#3 Lena Jones, Phoenix PI
read on my iPhone
2004/2006, Poisoned Pen Press
280 pgs.
Adult murder mystery
Finished 2/22/16
Goodreads rating: 3.82
My rating: 4
Setting:Contemporary Phoenix, AZ
First line/s: "Gloriana Alden-Taylor wasn't exactly satisfied. The word rarely appeared in her personal lexicon, but with two new titles due out, Patriot's Blood Press by the end of the week, she felt, at a minimum, gratified."
My comments: Good mystery, and more unraveling of Lena's own mysterious story. The setting, of Scottsdale, is somewhat known to me, and I think I'll make sure that on my next adventure that far north I'll take book number 4 with me so that I can check out some of the actual places she talks about!
---------------
From the reading log above, quote word for word the part that opens with the words containing "Adult murder mystery" and closes with "she talks about!".
---------------
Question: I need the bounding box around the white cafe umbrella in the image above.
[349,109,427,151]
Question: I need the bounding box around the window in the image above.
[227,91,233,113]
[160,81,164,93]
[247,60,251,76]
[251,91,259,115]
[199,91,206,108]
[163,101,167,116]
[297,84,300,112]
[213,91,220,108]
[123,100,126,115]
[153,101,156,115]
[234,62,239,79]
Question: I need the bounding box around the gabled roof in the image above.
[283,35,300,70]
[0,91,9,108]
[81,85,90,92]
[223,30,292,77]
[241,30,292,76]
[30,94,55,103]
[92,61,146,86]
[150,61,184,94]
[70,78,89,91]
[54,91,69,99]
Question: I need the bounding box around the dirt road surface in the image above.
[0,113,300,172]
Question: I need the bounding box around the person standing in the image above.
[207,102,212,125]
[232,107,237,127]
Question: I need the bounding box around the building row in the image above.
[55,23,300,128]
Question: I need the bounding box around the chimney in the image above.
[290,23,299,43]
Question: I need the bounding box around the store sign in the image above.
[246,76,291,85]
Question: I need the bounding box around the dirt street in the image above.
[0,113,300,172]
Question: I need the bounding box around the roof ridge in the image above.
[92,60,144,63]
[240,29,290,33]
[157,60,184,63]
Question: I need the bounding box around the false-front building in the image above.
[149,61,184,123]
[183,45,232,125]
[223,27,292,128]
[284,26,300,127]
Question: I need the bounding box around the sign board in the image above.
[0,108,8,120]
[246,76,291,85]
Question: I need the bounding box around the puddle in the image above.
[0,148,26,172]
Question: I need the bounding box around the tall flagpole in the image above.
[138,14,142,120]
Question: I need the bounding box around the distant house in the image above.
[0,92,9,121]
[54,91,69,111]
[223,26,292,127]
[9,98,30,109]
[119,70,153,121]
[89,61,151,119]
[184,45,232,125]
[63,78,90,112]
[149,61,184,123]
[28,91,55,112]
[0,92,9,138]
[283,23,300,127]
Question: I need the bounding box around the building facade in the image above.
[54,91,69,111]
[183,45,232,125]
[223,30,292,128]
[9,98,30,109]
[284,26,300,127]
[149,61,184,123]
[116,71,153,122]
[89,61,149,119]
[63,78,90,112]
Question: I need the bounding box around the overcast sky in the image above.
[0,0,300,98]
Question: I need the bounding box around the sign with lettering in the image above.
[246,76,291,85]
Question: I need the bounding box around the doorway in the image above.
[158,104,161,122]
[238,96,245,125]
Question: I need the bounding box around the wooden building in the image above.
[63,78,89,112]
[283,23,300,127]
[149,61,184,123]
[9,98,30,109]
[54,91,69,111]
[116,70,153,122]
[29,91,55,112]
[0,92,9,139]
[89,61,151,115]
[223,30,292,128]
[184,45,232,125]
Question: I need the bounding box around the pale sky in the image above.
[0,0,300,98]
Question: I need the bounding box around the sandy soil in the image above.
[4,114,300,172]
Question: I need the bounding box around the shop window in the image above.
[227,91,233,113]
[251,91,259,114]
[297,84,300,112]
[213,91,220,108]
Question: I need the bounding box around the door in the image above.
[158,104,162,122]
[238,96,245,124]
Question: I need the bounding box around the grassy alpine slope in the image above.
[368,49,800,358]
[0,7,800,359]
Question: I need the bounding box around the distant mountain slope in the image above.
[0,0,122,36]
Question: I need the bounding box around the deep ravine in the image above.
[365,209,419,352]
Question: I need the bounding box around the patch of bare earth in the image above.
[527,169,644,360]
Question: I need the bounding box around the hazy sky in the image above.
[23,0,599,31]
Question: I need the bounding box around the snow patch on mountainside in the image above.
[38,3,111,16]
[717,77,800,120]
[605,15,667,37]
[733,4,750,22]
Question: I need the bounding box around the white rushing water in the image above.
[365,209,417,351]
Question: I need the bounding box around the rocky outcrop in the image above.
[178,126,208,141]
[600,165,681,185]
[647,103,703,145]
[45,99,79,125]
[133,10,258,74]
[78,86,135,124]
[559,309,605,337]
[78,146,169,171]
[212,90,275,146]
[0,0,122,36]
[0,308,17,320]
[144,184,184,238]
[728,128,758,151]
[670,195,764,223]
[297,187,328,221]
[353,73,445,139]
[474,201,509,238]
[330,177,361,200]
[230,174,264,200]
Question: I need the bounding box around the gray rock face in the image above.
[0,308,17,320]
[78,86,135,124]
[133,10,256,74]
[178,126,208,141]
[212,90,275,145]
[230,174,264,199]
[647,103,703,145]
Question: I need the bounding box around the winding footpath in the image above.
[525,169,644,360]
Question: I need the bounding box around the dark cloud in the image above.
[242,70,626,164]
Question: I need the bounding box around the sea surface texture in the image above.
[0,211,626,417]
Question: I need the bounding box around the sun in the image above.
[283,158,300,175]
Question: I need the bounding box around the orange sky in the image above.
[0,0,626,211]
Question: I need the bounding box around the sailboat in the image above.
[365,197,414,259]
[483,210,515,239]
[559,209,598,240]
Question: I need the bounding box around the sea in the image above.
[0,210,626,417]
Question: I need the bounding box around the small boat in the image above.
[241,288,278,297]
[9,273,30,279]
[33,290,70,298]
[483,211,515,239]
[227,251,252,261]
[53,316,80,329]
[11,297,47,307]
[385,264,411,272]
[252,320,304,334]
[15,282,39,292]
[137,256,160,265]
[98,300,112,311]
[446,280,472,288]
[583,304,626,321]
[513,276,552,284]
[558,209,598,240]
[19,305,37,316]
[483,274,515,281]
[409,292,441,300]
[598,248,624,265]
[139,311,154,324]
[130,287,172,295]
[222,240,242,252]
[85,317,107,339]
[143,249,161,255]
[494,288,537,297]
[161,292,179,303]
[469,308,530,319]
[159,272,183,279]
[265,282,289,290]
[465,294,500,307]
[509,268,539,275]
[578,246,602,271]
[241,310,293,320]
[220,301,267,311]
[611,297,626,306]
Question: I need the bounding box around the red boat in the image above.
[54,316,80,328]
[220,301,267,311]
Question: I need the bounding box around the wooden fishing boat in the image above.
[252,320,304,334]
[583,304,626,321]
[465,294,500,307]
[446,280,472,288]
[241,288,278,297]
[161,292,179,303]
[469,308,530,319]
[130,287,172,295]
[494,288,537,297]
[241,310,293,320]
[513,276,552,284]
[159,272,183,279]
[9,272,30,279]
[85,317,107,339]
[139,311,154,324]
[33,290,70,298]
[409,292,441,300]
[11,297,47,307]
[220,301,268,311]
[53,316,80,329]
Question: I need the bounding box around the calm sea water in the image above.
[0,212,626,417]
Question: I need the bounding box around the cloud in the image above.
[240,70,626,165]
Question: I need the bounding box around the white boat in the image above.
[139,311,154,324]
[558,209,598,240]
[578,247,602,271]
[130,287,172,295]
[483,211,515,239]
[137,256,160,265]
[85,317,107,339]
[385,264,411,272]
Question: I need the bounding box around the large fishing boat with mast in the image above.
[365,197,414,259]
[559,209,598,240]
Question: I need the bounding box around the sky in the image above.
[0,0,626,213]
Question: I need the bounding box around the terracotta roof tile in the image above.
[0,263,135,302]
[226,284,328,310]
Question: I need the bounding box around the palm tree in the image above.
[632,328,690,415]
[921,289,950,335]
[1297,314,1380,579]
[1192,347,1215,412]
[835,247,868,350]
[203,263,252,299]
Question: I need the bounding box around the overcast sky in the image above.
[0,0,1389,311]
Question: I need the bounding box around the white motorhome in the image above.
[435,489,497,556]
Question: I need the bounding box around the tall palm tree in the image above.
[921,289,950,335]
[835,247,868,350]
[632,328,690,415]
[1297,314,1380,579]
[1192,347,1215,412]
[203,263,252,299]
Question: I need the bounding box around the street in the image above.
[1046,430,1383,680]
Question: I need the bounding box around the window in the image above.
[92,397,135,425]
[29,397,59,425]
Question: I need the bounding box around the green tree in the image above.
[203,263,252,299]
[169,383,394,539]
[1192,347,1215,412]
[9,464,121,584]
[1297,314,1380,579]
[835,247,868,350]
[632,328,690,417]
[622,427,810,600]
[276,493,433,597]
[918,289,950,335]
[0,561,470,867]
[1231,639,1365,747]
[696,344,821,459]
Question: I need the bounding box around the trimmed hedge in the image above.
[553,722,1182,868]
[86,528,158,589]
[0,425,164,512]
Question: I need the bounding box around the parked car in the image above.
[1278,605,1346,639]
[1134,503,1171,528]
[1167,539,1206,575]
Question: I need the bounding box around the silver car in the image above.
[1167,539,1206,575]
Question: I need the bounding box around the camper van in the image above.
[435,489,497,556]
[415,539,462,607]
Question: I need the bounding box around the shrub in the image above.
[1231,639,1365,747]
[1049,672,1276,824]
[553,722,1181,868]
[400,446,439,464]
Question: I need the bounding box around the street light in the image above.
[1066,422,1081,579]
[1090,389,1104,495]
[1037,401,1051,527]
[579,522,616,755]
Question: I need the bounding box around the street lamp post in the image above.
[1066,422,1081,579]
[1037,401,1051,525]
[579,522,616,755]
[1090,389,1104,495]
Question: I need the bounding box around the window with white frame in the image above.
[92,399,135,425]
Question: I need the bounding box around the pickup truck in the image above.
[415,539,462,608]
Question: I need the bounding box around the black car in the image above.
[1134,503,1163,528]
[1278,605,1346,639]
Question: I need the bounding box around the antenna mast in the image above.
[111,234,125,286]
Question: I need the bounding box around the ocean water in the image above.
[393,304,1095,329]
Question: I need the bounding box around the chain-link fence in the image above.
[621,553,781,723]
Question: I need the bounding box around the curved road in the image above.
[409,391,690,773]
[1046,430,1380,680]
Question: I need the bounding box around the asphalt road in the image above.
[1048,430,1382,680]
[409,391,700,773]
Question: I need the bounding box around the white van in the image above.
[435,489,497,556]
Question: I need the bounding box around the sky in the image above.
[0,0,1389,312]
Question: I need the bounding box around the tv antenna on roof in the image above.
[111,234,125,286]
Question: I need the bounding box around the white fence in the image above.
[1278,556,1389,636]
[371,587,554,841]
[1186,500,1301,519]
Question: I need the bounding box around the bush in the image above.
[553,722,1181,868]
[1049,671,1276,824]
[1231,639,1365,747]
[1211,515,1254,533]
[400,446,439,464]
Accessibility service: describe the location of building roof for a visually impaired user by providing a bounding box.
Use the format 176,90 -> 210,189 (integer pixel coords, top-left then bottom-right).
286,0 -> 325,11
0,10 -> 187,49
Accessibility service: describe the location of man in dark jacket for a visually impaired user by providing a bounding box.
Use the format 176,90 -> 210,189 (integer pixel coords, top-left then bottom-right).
---------------
# Final result:
Adult murder mystery
Finished 2/22/16
Goodreads rating: 3.82
My rating: 4
Setting:Contemporary Phoenix, AZ
First line/s: "Gloriana Alden-Taylor wasn't exactly satisfied. The word rarely appeared in her personal lexicon, but with two new titles due out, Patriot's Blood Press by the end of the week, she felt, at a minimum, gratified."
My comments: Good mystery, and more unraveling of Lena's own mysterious story. The setting, of Scottsdale, is somewhat known to me, and I think I'll make sure that on my next adventure that far north I'll take book number 4 with me so that I can check out some of the actual places she talks about!